BEGIN TEXT FOR ANALYSIS

Recently, the Clean Air Fund, a philanthropic organization working to deliver clean air for all, released their annual report. The UK-based group looks at how much money donor governments and other philanthropic organizations spend on the fight against air pollution.
According to their data, under 0.1% of philanthropic grants and less than 1% of development spending were allotted for clean air. This led the group to declare dirty air to be more serious than the current Covid19 pandemic when it comes to fatalities.
The World Health Organization (WHO) and United Nations (UN) have both cited air pollution as one of the deadliest problems in the world. Two-thirds of air pollution is connected to fossil fuels burning.
According to the report, there was a lot of official spending for fossil fuel projects to be prolonged in 2019 and 2020. Asian countries in particular got over 80% of development aid for the fight against air pollution from 2015 to 2020.
China received 45% of funding, having declared a “war against pollution” after their air quality lowered considerably in 2013. University of Chicago’s Energy Policy Institute recently published the annual Air Quality Life Index (AQLI) which found that China has been able to reduce their particulate pollution by nearly a third.

END TEXT FOR ANALYSIS
BEGIN GIVEN INFORMATION

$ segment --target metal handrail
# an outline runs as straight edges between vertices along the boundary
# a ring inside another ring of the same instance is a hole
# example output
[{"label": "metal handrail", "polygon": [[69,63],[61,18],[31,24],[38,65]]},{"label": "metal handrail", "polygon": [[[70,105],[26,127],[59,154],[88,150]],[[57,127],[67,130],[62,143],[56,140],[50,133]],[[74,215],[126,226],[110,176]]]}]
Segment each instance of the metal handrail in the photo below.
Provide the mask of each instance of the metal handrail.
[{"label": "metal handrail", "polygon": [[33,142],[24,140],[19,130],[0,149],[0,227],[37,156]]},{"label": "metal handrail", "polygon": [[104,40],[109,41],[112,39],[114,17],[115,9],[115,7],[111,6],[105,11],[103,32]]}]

END GIVEN INFORMATION

**TASK STATEMENT**
Pick up the article on clean-air funding after its last sentence and continue it. The listing has no connection to the text.

**EXERCISE OUTPUT**
Clean Air Fund executive director Jane Burston said that more aid should be sent towards areas where crisis aversion can occur. As a result, the report hopes that grant spending will move towards things like awareness campaigns and data gathering in areas with underfunded research.
“A more equitable distribution… looks like funding going more to the countries that are rapidly urbanizing,” Burston told Agence-France Presse, “especially in Africa where air pollution is massively on the rise.”
At present, the UN blames around 7 million deaths annually on air pollution. The World Health Organization finds that nine out of every 10 people breathe air their guidelines deem unhealthy.